§ Set tasks
- A) In the interactive shell documentation, which class does SparkILoop extend?
- B) List the tabs shown under the package description in the interactive shell documentation.
- C) Extract the interactive shell documentation from "interactive-shell.mddocs/" up to and including "and custom behavior.".
─── Selected extract ───
CtrlK
BlogDocsLog inGet started
Tessl Logo

tessl/maven-org-apache-spark--spark-repl-2-11

Interactive Scala shell for Apache Spark with distributed computing capabilities

Pending
Overview
Eval results
Files

interactive-shell.mddocs/

Interactive Shell

Core interactive shell functionality with Spark-specific initialization, commands, and REPL processing.

Capabilities

SparkILoop Class

Spark-specific interactive shell loop that extends Scala's standard ILoop with Spark initialization and custom behavior.

/**
 * A Spark-specific interactive shell extending Scala's ILoop
 * Provides automatic Spark context/session creation and initialization
 */
class SparkILoop(in0: Option[BufferedReader], out: JPrintWriter) extends ILoop(in0, out) {
  /**
   * Alternative constructor with BufferedReader
   * @param in0 Input reader for REPL commands
   * @param out Output writer for REPL responses
   */
  def this(in0: BufferedReader, out: JPrintWriter)
  
  /**
   * Default constructor using console I/O
   */
  def this()
─── Provided information ───
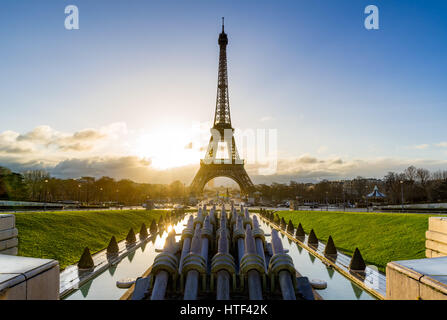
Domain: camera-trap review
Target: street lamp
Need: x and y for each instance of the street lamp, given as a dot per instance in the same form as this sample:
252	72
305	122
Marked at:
79	195
402	193
366	199
100	196
45	201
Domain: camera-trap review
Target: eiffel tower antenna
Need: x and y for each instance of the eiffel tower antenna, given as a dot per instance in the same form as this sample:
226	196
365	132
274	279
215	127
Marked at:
222	135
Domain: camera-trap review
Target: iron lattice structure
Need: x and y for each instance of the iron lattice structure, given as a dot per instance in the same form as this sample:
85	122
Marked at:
222	137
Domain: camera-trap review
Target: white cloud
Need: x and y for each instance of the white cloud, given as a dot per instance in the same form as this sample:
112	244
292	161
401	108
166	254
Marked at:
265	118
322	149
420	146
46	139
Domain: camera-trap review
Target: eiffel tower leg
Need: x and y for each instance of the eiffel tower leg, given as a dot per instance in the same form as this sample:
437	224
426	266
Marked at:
235	172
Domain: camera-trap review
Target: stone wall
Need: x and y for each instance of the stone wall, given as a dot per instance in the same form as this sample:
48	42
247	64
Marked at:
8	234
421	279
436	237
23	278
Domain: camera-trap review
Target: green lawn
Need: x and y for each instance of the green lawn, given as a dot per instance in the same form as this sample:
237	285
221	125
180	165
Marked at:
63	235
380	237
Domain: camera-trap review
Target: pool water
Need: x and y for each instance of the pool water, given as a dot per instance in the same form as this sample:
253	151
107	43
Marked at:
103	287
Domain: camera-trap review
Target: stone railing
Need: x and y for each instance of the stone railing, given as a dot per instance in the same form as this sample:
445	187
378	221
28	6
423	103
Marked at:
8	234
436	237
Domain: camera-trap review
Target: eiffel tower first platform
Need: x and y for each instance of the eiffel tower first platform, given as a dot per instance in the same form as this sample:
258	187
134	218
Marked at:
222	137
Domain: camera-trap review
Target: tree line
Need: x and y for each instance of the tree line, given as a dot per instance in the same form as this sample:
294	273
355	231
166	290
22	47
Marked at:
414	184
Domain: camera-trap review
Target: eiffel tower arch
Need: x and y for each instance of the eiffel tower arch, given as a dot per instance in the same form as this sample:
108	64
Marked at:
222	137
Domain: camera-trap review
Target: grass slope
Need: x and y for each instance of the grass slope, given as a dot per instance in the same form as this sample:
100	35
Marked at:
63	235
380	237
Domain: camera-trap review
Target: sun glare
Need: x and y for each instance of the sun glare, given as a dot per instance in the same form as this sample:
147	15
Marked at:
168	148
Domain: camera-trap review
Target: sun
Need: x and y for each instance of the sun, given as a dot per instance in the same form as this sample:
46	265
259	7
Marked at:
167	147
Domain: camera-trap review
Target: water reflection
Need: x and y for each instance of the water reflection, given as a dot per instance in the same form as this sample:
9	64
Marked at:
112	270
357	290
132	254
104	285
338	287
330	272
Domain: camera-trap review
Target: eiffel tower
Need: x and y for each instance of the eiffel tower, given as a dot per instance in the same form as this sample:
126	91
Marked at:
222	137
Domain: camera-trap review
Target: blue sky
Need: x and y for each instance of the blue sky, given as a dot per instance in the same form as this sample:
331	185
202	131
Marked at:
309	69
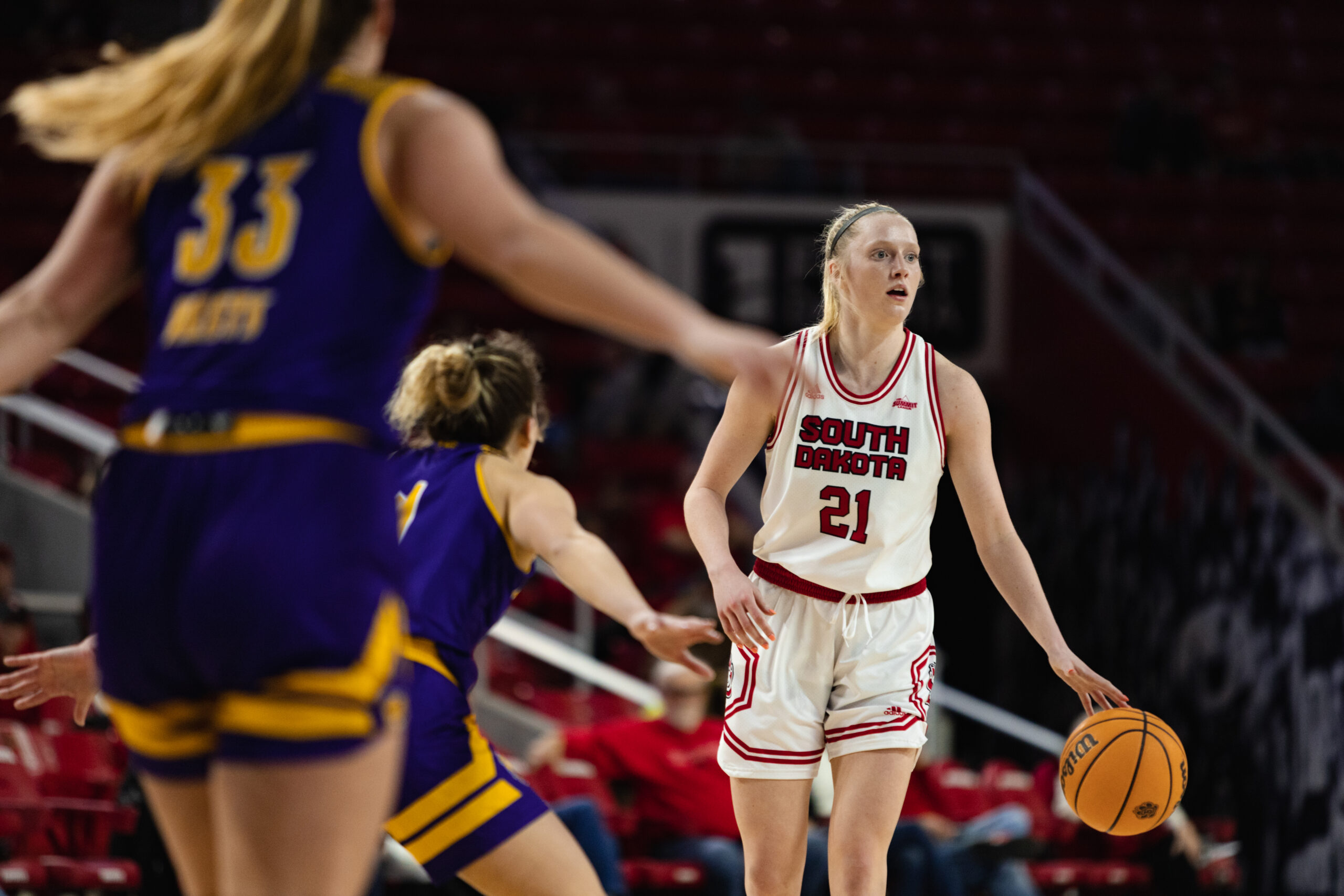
───
§ Answers in order
- A) It extends Scala's standard ILoop class.

- B) Overview, Eval results, Files

- C)
interactive-shell.mddocs/

Interactive Shell

Core interactive shell functionality with Spark-specific initialization, commands, and REPL processing.

Capabilities

SparkILoop Class

Spark-specific interactive shell loop that extends Scala's standard ILoop with Spark initialization and custom behavior.